• **What to produce**:
Each line from the one containing "of the hazy" to the end of the data must be copied exactly, the first and last included; no other lines and no pictures belong in the copy.

Referring expression pointing data:
*** Block opens ***

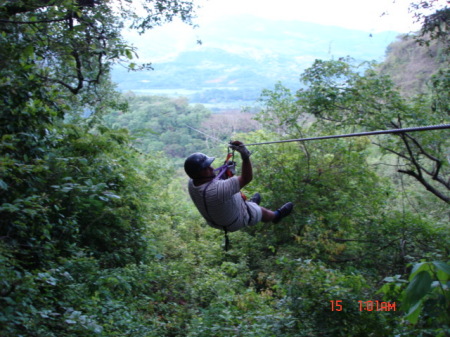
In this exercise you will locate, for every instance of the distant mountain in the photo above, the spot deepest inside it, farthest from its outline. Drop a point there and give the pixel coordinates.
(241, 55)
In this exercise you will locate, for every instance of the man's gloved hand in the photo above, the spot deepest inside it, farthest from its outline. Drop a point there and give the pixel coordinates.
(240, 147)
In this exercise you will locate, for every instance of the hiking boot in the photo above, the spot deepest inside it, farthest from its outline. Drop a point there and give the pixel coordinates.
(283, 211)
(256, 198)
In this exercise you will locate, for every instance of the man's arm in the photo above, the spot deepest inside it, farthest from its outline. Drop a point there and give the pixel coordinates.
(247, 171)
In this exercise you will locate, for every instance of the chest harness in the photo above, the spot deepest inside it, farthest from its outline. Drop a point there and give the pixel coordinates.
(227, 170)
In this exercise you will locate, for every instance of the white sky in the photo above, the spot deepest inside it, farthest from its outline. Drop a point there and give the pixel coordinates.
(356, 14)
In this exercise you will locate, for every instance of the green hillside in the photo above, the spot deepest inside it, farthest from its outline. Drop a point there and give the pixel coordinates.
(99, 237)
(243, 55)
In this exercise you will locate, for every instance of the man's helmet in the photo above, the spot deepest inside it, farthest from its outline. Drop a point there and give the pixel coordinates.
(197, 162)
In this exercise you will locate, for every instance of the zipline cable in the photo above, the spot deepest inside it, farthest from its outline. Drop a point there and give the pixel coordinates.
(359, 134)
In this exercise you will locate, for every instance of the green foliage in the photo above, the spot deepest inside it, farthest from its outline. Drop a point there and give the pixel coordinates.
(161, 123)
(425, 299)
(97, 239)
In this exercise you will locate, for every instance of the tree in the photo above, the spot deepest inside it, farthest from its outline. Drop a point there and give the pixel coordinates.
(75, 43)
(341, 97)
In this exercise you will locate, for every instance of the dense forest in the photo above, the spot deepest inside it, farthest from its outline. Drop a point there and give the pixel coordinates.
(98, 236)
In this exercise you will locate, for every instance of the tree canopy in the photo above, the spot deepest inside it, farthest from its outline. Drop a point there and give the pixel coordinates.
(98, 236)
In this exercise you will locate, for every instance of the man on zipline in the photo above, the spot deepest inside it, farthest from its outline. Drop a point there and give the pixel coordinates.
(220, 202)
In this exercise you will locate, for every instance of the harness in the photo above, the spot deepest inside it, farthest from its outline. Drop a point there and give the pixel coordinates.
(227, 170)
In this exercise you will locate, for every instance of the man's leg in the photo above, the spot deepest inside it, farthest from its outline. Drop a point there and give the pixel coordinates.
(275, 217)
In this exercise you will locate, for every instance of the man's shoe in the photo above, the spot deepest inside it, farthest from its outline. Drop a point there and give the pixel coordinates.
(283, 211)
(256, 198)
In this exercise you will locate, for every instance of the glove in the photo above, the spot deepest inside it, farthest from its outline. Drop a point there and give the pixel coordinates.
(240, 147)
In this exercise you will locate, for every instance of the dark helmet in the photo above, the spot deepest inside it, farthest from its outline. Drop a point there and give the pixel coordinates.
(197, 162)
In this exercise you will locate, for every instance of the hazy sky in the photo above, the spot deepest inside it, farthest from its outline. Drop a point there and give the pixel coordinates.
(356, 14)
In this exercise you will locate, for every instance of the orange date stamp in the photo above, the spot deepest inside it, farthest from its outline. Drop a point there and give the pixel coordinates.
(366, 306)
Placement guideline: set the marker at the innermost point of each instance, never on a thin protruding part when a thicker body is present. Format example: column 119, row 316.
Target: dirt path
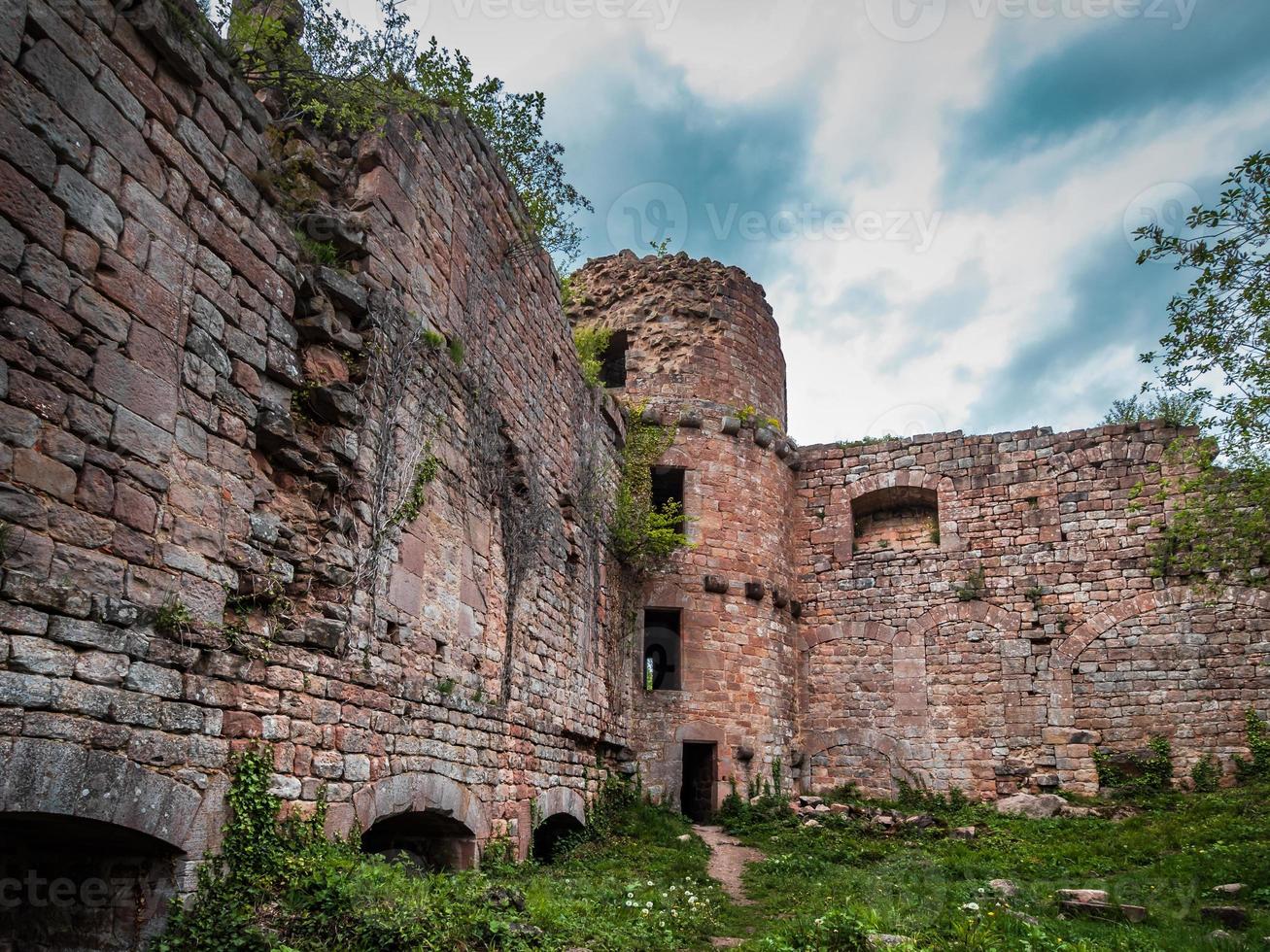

*** Block closes ***

• **Your solution**:
In this exercise you will locate, for every instance of the hazy sky in the photo above, the spot deepest inside it, farthest from its outline. Drop a point there and give the pixel coordinates.
(356, 14)
In this exercise you will locate, for every instance of the orange date stamp in the photo above, the spot deepest inside it, farthest from its outline. Drop a point there and give the pixel coordinates.
(366, 306)
Placement guideline: set the marker at the innermost point of each instance, never on a thin protruding part when a thicker body is present. Format example: column 119, row 316.
Target: dirt path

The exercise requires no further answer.